It is a fact that there is a gender pay gap worldwide. But women also face a pension gap compared to men.

The reason for the gender pension gap is clear: less money earned, less contributed to the system, less pension earned.

Women get paid less than men

In the EU, the difference between average gross hourly earnings of male and female employees as a percentage of male gross earnings in 2020 was 13%, ranging from 0.7% in Luxembourg to 22.3% in Latvia. Malta’s gender pay gap was 10%, putting us in ninth place in terms of pay parity.

There are various reasons for this gap. In Malta it is twice as high for females in part-time employment as it is for those in full-time employment. The highest gap is in real estate (29.7%) while it is lowest in construction (3.2%).

At EU level, the European Commission has prioritised reducing the gender pay, earnings and pension gaps and thus fighting poverty among women. Malta is fully subscribed to this framework and is committed to further reducing this gap.

Some progress has been achieved thanks to the introduction of free childcare, the in-work benefit scheme and other measures, with positive implications for the pension benefits women will receive later in life.

In these last 10 years, the gender pay gap has been reduced to 10%, but official statistics still appear to indicate regress in the pension gender gap.

Women have lower pensions than men

Less well-known is the pension gulf between men and women. The average gender gap in benefits between men and women worldwide comes in close to 30%, the gap being defined as the difference between the average male pension and the average female pension, expressed as a percentage of the average male pension.

That gap at age 65 or over stood at around 27.5% in the EU in 2020, ranging between 1.1% in Estonia and 39.3% in Malta, being the highest in the Union. 

It gets worse at ages between 65-74 and 65-79 years.

In general, employment-related considerations, system design and socio-cultural issues contribute to this disparity. The fact that women tend to have less linear career paths than men, work part-time at some point, have shorter careers due to child-raising and elder care, and retire earlier than men for a variety of reasons, all impact negatively their eligibility and credits in the retirement pension system.

Looking in more detail at the gap in Malta (retirement pension and survivors’ pension, excluding private pensions), the gap in 2022 was 18.2% in the 61-64 age bracket (2,220 females), worsened to 20.1% for those aged between 65-74 (13,130 females), and then improved to 10.2% in the age bracket 75-84 (5,870 females) and 85-94 (1,480 females, where it reached a low of 7.9%), but deteriorated slightly in the age bracket 95-104 (just 130 females) to 12.4%. The average weekly deficiency ranges between €8 and €20 weekly across the various wage brackets.

************

* _Request 1_:
Answer these questions using the article on the gender pension gap:
(a) What was Malta's gender pay gap in 2020?
(b) In which sector is Malta's gender pay gap highest?
(c) Which EU country had the lowest pension gap at age 65 or over in 2020?
The text and the records have nothing to do with each other.

************

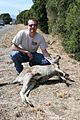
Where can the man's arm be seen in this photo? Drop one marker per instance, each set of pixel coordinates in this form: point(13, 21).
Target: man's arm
point(16, 48)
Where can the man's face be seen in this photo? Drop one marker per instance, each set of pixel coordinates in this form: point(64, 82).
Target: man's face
point(32, 26)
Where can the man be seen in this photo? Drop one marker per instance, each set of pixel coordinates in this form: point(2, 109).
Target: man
point(25, 46)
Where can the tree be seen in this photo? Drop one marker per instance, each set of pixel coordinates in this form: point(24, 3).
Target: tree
point(6, 17)
point(41, 14)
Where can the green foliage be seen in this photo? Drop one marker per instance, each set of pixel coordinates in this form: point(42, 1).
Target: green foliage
point(41, 14)
point(66, 23)
point(6, 17)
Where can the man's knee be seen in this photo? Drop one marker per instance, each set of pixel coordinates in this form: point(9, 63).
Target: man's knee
point(14, 55)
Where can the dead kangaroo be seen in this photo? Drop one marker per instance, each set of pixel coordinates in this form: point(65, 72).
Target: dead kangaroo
point(30, 76)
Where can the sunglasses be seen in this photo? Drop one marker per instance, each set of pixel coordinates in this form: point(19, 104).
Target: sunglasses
point(35, 25)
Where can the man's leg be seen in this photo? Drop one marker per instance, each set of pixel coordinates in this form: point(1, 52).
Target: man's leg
point(18, 58)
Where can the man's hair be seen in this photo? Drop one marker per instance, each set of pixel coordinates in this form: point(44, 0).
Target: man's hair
point(33, 19)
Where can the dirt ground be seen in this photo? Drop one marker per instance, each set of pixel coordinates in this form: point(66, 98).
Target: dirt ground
point(53, 100)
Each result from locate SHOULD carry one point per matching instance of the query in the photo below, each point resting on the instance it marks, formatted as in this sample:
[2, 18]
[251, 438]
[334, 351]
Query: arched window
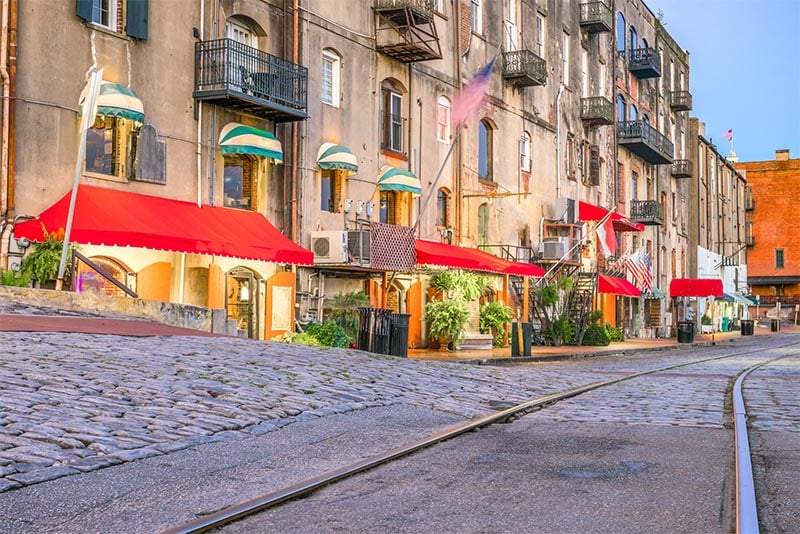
[483, 224]
[442, 208]
[525, 152]
[621, 108]
[485, 151]
[331, 65]
[620, 32]
[443, 119]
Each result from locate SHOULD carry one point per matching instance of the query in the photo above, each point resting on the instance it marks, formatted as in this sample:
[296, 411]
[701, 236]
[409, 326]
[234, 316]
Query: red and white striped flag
[471, 96]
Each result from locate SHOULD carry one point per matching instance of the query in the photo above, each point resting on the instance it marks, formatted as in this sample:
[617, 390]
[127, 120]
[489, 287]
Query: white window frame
[331, 78]
[443, 119]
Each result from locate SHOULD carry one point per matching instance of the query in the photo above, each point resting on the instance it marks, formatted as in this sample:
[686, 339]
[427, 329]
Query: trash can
[685, 331]
[398, 334]
[747, 327]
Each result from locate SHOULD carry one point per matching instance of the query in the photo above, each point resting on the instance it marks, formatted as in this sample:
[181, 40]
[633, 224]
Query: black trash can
[685, 331]
[747, 326]
[379, 337]
[398, 334]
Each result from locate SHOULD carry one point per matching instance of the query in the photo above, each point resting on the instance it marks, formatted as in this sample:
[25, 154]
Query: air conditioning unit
[554, 248]
[329, 246]
[358, 245]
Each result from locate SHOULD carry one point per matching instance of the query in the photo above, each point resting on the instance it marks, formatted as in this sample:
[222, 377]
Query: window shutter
[84, 9]
[137, 18]
[594, 165]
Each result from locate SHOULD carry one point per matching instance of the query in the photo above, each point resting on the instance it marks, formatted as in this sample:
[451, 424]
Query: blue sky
[744, 61]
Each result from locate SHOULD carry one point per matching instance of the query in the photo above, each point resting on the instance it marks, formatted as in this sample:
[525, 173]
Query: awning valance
[118, 218]
[444, 255]
[696, 287]
[396, 179]
[615, 285]
[336, 157]
[115, 100]
[590, 212]
[238, 138]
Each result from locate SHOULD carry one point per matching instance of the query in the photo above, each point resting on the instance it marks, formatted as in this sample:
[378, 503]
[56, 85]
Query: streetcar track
[309, 486]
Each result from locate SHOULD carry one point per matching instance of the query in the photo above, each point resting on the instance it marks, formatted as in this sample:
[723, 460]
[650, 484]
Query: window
[525, 152]
[779, 258]
[483, 225]
[540, 29]
[565, 59]
[620, 32]
[392, 121]
[330, 78]
[485, 151]
[240, 187]
[477, 17]
[111, 146]
[331, 185]
[443, 119]
[108, 14]
[442, 202]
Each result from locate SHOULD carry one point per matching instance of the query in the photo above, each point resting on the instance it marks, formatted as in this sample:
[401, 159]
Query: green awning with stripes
[238, 138]
[395, 179]
[115, 100]
[336, 157]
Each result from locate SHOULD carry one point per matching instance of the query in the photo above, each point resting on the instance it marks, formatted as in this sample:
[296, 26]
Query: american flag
[638, 264]
[469, 100]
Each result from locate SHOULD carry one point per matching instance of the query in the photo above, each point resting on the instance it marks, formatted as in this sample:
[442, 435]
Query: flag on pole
[606, 237]
[471, 96]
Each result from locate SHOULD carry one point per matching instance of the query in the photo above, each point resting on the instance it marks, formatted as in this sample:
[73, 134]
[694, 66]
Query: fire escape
[406, 30]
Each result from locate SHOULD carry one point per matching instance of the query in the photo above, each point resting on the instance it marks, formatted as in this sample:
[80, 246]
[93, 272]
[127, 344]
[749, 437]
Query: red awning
[617, 286]
[443, 255]
[695, 287]
[119, 218]
[590, 212]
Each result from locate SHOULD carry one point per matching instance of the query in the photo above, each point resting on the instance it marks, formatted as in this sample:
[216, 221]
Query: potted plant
[446, 321]
[493, 317]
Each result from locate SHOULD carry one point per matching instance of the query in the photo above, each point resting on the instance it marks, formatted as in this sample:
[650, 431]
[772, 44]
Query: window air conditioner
[329, 246]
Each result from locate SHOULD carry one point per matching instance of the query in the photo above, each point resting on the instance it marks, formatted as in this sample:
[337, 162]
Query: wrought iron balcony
[240, 77]
[523, 68]
[682, 168]
[645, 141]
[680, 100]
[596, 17]
[597, 110]
[407, 30]
[647, 212]
[644, 63]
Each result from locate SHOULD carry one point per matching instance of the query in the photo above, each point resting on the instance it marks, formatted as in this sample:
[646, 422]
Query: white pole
[87, 119]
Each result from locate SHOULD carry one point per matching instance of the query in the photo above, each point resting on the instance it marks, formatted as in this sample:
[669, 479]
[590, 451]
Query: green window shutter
[137, 18]
[84, 9]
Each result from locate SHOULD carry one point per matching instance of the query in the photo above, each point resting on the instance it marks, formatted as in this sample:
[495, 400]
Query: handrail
[105, 274]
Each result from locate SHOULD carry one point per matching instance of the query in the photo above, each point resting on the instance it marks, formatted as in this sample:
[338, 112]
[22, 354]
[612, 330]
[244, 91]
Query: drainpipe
[295, 58]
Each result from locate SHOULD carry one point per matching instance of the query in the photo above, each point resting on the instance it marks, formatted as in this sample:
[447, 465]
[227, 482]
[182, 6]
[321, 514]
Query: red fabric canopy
[695, 287]
[617, 286]
[444, 255]
[119, 218]
[590, 212]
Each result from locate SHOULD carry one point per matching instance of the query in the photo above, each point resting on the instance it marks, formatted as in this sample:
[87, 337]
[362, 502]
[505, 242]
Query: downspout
[200, 123]
[295, 59]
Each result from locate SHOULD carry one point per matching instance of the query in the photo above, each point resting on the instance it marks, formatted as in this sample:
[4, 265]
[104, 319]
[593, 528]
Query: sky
[744, 70]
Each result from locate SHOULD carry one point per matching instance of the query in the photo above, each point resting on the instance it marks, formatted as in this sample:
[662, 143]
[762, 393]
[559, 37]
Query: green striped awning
[237, 138]
[394, 179]
[336, 157]
[116, 100]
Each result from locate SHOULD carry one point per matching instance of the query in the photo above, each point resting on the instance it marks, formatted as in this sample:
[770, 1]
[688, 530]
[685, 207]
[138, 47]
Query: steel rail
[301, 489]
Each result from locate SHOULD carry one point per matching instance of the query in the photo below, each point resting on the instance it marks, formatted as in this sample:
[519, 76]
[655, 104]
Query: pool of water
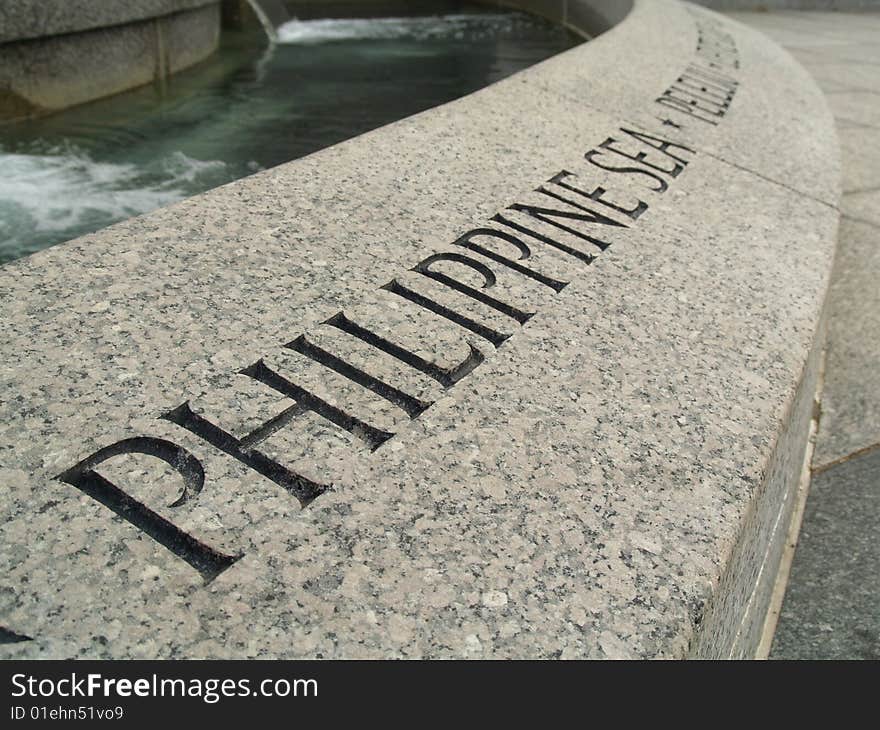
[247, 109]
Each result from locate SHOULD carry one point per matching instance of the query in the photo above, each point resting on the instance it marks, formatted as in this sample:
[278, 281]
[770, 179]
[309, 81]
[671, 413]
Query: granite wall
[58, 53]
[529, 374]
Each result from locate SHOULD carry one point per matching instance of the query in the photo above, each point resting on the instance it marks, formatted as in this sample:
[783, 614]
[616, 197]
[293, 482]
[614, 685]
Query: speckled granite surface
[504, 466]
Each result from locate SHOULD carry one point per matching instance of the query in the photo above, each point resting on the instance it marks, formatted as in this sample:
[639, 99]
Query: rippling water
[244, 110]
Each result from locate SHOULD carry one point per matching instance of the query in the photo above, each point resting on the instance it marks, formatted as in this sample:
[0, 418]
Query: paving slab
[830, 609]
[450, 389]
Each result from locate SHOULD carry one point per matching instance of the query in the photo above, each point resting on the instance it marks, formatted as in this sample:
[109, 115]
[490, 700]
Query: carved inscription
[565, 215]
[706, 88]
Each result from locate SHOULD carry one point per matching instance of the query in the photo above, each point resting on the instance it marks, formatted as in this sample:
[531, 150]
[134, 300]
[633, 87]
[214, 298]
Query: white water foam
[306, 32]
[62, 190]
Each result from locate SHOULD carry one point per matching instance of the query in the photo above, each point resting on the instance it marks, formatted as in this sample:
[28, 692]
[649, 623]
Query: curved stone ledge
[548, 434]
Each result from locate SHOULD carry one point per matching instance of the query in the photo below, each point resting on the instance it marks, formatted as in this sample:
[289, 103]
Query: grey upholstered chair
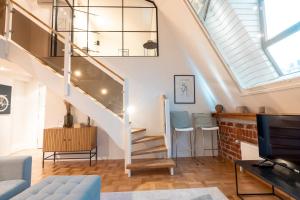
[206, 124]
[181, 123]
[15, 175]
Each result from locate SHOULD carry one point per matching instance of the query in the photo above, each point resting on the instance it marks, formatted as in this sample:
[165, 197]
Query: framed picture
[184, 89]
[5, 99]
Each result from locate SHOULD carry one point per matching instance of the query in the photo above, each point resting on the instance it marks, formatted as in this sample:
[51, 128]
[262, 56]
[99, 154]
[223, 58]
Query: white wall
[19, 129]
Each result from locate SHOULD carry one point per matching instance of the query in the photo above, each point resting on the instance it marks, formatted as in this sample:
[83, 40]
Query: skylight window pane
[287, 53]
[280, 15]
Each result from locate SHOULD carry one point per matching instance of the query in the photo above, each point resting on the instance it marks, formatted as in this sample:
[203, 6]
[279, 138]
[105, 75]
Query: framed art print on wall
[184, 89]
[5, 99]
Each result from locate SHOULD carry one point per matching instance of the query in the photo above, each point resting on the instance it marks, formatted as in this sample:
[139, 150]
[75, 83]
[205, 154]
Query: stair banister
[127, 128]
[8, 17]
[167, 124]
[67, 64]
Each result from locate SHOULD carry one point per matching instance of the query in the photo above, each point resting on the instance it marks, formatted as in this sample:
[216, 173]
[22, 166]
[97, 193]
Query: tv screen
[279, 139]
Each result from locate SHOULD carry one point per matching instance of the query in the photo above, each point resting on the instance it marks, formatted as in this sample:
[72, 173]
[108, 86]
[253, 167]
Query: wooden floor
[209, 172]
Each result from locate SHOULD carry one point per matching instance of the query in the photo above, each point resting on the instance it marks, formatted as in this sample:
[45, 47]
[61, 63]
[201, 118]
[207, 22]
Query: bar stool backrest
[180, 119]
[203, 120]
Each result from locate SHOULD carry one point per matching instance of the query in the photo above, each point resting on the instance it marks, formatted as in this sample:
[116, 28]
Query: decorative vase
[68, 119]
[219, 108]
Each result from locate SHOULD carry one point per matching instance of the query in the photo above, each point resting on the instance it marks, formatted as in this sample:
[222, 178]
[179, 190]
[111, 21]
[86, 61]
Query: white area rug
[211, 193]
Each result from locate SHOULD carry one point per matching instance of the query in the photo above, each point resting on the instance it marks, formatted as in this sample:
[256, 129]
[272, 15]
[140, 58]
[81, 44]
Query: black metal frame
[87, 31]
[194, 91]
[53, 157]
[240, 195]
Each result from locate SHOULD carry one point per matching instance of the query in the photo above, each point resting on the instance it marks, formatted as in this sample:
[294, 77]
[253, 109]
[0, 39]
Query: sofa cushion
[11, 188]
[63, 188]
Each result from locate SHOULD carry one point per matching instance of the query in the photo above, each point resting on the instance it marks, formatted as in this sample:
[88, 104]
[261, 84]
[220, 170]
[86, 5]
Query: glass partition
[2, 16]
[88, 74]
[96, 83]
[104, 27]
[37, 41]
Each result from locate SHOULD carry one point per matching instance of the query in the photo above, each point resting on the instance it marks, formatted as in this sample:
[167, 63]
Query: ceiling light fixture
[77, 73]
[104, 91]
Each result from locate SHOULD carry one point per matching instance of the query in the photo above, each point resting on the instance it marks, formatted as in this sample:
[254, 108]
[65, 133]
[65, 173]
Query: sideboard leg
[54, 157]
[96, 154]
[43, 164]
[90, 157]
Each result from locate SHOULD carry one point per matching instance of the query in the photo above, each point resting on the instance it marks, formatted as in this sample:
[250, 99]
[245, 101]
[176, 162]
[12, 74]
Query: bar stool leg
[176, 148]
[195, 143]
[219, 137]
[203, 143]
[191, 143]
[212, 144]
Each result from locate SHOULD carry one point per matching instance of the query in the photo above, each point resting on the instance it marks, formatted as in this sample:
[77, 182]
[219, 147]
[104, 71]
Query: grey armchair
[15, 175]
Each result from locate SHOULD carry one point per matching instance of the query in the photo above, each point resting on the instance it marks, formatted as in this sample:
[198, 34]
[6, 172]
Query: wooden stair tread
[152, 164]
[137, 130]
[147, 139]
[156, 149]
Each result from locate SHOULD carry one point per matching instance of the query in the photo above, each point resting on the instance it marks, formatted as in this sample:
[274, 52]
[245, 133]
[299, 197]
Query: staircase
[151, 145]
[142, 144]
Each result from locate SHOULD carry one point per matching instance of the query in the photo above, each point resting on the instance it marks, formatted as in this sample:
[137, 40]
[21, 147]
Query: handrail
[31, 15]
[212, 44]
[97, 61]
[54, 31]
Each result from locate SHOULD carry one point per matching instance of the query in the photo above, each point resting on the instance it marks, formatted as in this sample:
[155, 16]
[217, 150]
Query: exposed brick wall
[233, 132]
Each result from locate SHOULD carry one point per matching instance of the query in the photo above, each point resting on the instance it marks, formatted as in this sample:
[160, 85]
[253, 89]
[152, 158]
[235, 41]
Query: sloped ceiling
[201, 56]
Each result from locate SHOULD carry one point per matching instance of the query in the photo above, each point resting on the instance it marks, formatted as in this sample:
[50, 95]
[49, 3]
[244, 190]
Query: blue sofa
[15, 175]
[64, 188]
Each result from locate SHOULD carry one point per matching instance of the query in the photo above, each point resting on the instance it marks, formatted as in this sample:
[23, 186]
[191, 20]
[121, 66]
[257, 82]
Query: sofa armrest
[16, 167]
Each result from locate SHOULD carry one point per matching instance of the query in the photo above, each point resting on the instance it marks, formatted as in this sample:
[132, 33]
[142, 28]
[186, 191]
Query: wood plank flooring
[188, 174]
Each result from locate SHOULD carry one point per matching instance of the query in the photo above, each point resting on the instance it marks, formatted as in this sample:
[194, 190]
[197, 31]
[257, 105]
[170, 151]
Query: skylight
[281, 27]
[258, 41]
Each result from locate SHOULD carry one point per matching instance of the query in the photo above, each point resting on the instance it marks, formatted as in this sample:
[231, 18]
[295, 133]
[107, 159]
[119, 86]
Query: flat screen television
[279, 139]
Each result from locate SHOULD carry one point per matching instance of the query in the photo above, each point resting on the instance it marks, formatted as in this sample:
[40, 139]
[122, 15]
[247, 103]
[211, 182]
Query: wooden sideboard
[66, 141]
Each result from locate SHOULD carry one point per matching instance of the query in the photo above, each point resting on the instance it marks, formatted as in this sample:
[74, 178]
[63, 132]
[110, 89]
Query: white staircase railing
[167, 124]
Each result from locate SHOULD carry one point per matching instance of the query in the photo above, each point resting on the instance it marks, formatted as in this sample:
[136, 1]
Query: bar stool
[206, 124]
[181, 123]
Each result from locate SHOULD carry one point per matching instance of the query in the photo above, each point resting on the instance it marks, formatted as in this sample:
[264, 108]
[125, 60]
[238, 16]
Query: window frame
[55, 6]
[267, 42]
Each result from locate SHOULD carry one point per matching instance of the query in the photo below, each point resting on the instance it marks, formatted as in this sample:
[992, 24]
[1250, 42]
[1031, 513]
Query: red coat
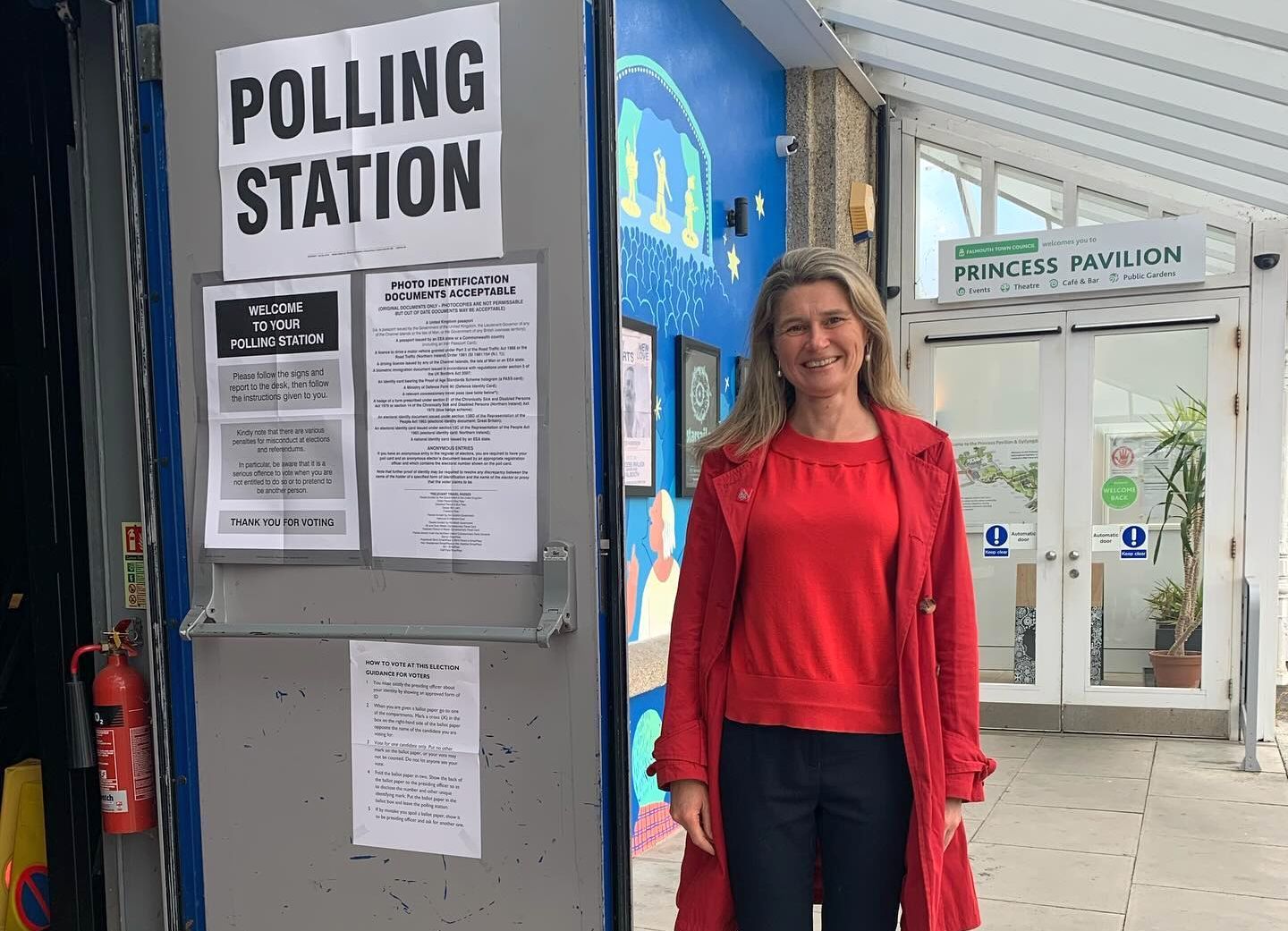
[938, 653]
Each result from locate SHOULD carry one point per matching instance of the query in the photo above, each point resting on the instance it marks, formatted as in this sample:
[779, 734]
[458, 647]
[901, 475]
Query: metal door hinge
[147, 52]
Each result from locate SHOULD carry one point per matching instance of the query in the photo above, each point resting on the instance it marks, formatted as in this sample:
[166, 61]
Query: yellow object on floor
[22, 851]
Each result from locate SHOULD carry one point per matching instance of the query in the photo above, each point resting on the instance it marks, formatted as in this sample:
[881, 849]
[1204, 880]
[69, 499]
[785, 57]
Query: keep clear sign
[1130, 541]
[363, 148]
[415, 734]
[453, 412]
[280, 404]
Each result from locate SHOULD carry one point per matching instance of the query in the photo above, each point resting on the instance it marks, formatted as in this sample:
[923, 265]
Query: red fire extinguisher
[123, 737]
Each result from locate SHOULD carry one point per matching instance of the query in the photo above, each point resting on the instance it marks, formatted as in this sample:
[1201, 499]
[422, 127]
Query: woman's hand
[691, 808]
[952, 818]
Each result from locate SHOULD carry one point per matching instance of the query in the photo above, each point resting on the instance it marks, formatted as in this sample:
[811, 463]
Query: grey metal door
[274, 712]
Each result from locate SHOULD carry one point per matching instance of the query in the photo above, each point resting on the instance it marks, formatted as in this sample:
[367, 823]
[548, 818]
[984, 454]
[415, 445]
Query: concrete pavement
[1101, 834]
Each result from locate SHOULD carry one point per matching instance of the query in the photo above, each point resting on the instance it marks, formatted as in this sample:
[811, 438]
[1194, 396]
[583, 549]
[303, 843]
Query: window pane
[1097, 207]
[1149, 444]
[1220, 249]
[987, 400]
[948, 207]
[1027, 201]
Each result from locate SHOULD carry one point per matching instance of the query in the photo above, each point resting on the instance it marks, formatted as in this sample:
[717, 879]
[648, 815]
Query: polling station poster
[369, 147]
[280, 406]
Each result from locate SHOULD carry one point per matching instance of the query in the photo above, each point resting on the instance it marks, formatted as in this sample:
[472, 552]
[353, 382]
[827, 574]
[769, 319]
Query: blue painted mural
[699, 105]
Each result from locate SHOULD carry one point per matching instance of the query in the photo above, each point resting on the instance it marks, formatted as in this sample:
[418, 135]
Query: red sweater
[813, 634]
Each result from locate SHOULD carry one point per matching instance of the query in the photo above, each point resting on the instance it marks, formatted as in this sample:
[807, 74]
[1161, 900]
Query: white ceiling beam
[1074, 106]
[1092, 142]
[1047, 61]
[1253, 21]
[1118, 34]
[799, 38]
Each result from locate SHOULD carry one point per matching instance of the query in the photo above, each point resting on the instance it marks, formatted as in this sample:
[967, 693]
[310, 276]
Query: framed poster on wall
[639, 390]
[697, 393]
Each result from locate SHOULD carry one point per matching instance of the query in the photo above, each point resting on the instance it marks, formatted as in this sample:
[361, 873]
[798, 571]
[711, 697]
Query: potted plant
[1182, 436]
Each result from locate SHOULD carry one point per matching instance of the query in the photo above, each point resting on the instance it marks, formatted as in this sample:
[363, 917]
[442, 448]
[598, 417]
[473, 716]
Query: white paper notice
[453, 412]
[280, 403]
[363, 148]
[415, 734]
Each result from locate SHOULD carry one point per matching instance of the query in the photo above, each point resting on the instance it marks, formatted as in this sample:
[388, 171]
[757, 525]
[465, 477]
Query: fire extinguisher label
[114, 801]
[140, 751]
[108, 715]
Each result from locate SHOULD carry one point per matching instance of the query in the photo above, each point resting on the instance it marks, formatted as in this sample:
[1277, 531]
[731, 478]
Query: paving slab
[1015, 916]
[1154, 908]
[1053, 877]
[1104, 793]
[1077, 829]
[653, 884]
[1091, 757]
[1009, 744]
[1229, 786]
[1141, 744]
[1224, 755]
[1212, 866]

************

* _Request 2_: Switch "Drop" to "Place" in the records, from the start of the records through the line with "point(32, 26)", keeping everything else the same. Leave the picture out of your answer.

* _Exercise solution 1_:
(a) 10%
(b) Real estate (29.7%)
(c) Estonia (1.1%)

* _Exercise solution 2_:
Where can the man's arm be seen in this photo? Place one marker per instance, each set of pixel coordinates in this form: point(13, 21).
Target: man's arm
point(16, 48)
Where can the man's face be seen in this photo? Place one marker per instance, each set of pixel coordinates in this form: point(64, 82).
Target: man's face
point(32, 26)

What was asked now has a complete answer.